• _Stated exercise_
Omit the images, then print each record below exactly as it reads.

Dataset entries:

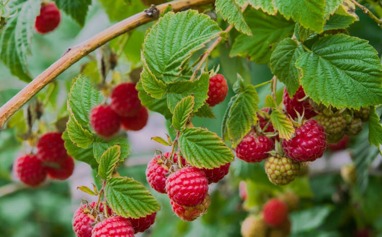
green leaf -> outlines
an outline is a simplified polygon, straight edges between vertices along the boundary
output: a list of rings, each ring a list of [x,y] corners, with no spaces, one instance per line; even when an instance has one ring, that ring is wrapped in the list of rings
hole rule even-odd
[[[245,23],[240,7],[234,0],[216,0],[215,2],[216,12],[224,19],[233,24],[238,31],[248,35],[252,35],[251,29]]]
[[[240,35],[235,40],[230,56],[249,57],[257,64],[268,63],[274,44],[292,36],[294,22],[287,20],[280,14],[270,16],[261,10],[251,9],[244,13],[245,21],[253,36]]]
[[[158,80],[174,82],[192,54],[222,34],[217,23],[206,15],[191,10],[170,12],[148,32],[143,57]]]
[[[71,16],[81,27],[85,23],[86,14],[92,0],[54,0],[60,9]]]
[[[106,141],[99,137],[96,138],[93,143],[93,151],[94,157],[99,162],[102,154],[112,146],[118,145],[121,147],[120,162],[123,162],[130,154],[130,146],[125,138],[117,138],[111,141]]]
[[[92,169],[98,168],[98,164],[93,154],[93,144],[86,149],[77,147],[70,140],[67,130],[63,133],[62,139],[65,141],[64,145],[68,154],[77,161],[89,164]]]
[[[32,81],[26,56],[32,54],[33,26],[40,6],[36,0],[10,0],[7,7],[11,16],[0,35],[0,58],[13,75],[26,82]]]
[[[188,127],[179,137],[179,146],[193,166],[212,169],[233,161],[233,154],[214,133],[200,127]]]
[[[238,93],[231,98],[222,125],[225,128],[223,137],[227,136],[232,141],[234,148],[250,131],[252,126],[257,123],[256,113],[259,110],[259,97],[255,87],[252,85],[244,86],[239,75],[235,85],[235,91]]]
[[[195,104],[192,95],[183,98],[176,104],[173,115],[173,126],[176,129],[180,131],[185,127]]]
[[[296,68],[296,60],[304,50],[303,46],[290,38],[279,43],[270,57],[269,63],[272,72],[287,87],[292,96],[299,87],[300,71]]]
[[[305,93],[316,102],[356,109],[382,103],[382,66],[366,40],[327,36],[303,53],[296,66],[302,71]]]
[[[325,0],[276,0],[279,11],[307,29],[321,33],[325,23]]]
[[[126,218],[145,217],[160,208],[147,188],[132,178],[112,178],[105,188],[105,196],[113,210]]]
[[[294,134],[292,121],[286,115],[279,110],[275,109],[270,114],[270,122],[276,130],[279,131],[279,136],[287,140]]]
[[[113,175],[114,169],[119,161],[121,146],[118,145],[107,148],[99,160],[98,174],[104,180],[108,180]]]
[[[379,117],[375,113],[375,108],[370,109],[369,119],[369,141],[370,144],[377,147],[382,144],[382,125],[379,123]]]
[[[75,119],[85,128],[90,128],[89,115],[91,109],[101,102],[102,96],[93,88],[90,80],[81,76],[72,82],[68,101]]]
[[[137,84],[135,88],[138,91],[138,97],[144,106],[152,111],[162,114],[167,119],[172,117],[172,114],[167,108],[167,95],[160,99],[152,97],[145,91],[140,81]]]
[[[209,75],[205,72],[197,80],[177,82],[168,84],[167,104],[170,111],[173,112],[175,106],[181,99],[188,95],[193,95],[195,101],[194,111],[201,107],[208,97]]]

• _Exercise result_
green leaf -> outlines
an outline is a simplified polygon, straight edges between vertices along the boundary
output: a list of rings, each ring a list of [x,y] corners, with no spaces, one instance per line; even when an instance has one ring, that ring is wrapped in the list of rings
hole rule even-odd
[[[245,23],[240,7],[234,0],[216,0],[215,2],[216,12],[224,19],[233,24],[238,31],[248,35],[252,35],[251,29]]]
[[[240,35],[235,40],[230,56],[249,57],[257,64],[268,63],[274,44],[292,36],[294,22],[287,20],[280,14],[270,16],[261,10],[251,9],[244,13],[245,21],[253,36]]]
[[[158,80],[174,82],[192,54],[222,34],[217,23],[206,15],[191,10],[170,12],[148,32],[143,57]]]
[[[71,16],[81,27],[85,23],[86,14],[92,0],[54,0],[60,9]]]
[[[106,141],[99,137],[96,138],[93,143],[93,151],[94,157],[99,162],[102,154],[112,146],[118,145],[121,147],[120,162],[123,162],[130,154],[130,146],[125,138],[117,138],[111,141]]]
[[[92,169],[98,168],[98,164],[93,154],[93,144],[86,149],[77,147],[70,140],[67,130],[63,133],[62,139],[65,141],[64,145],[68,154],[77,161],[89,164]]]
[[[32,81],[26,56],[32,54],[33,26],[40,6],[36,0],[10,0],[7,7],[11,16],[0,35],[0,58],[13,75],[26,82]]]
[[[188,127],[179,137],[179,146],[193,166],[212,169],[233,161],[233,154],[214,133],[200,127]]]
[[[238,93],[231,98],[222,125],[225,128],[223,137],[227,136],[232,141],[234,148],[250,131],[252,126],[257,123],[256,113],[259,110],[259,97],[255,87],[252,85],[244,86],[239,75],[235,85],[235,91]]]
[[[195,104],[192,95],[183,98],[176,104],[173,115],[173,126],[176,129],[180,131],[185,127]]]
[[[296,68],[296,60],[304,50],[303,46],[290,38],[279,43],[270,57],[269,63],[272,72],[287,87],[292,96],[299,87],[300,71]]]
[[[305,93],[316,102],[356,109],[382,103],[382,66],[366,40],[327,36],[303,53],[296,66],[302,71]]]
[[[325,0],[276,0],[279,11],[307,29],[321,33],[325,23]]]
[[[126,218],[145,217],[160,208],[147,188],[132,178],[112,178],[105,188],[105,196],[113,210]]]
[[[294,134],[292,121],[286,115],[279,110],[275,109],[270,114],[270,122],[276,130],[279,131],[279,136],[287,140]]]
[[[113,175],[114,169],[119,161],[121,146],[118,145],[107,148],[99,160],[98,174],[104,180],[108,180]]]
[[[379,117],[375,113],[375,108],[370,109],[369,119],[369,141],[370,144],[377,147],[382,144],[382,125],[379,123]]]
[[[75,119],[85,128],[90,128],[89,115],[91,109],[101,102],[102,96],[93,88],[90,80],[81,76],[72,82],[68,101]]]
[[[137,84],[135,88],[138,91],[138,97],[144,106],[152,111],[162,114],[167,119],[172,117],[172,114],[167,108],[167,95],[160,99],[152,97],[145,91],[140,81]]]
[[[209,75],[205,72],[197,80],[177,82],[168,84],[167,104],[170,111],[173,112],[175,106],[181,99],[188,95],[193,95],[195,101],[194,111],[201,107],[208,97]]]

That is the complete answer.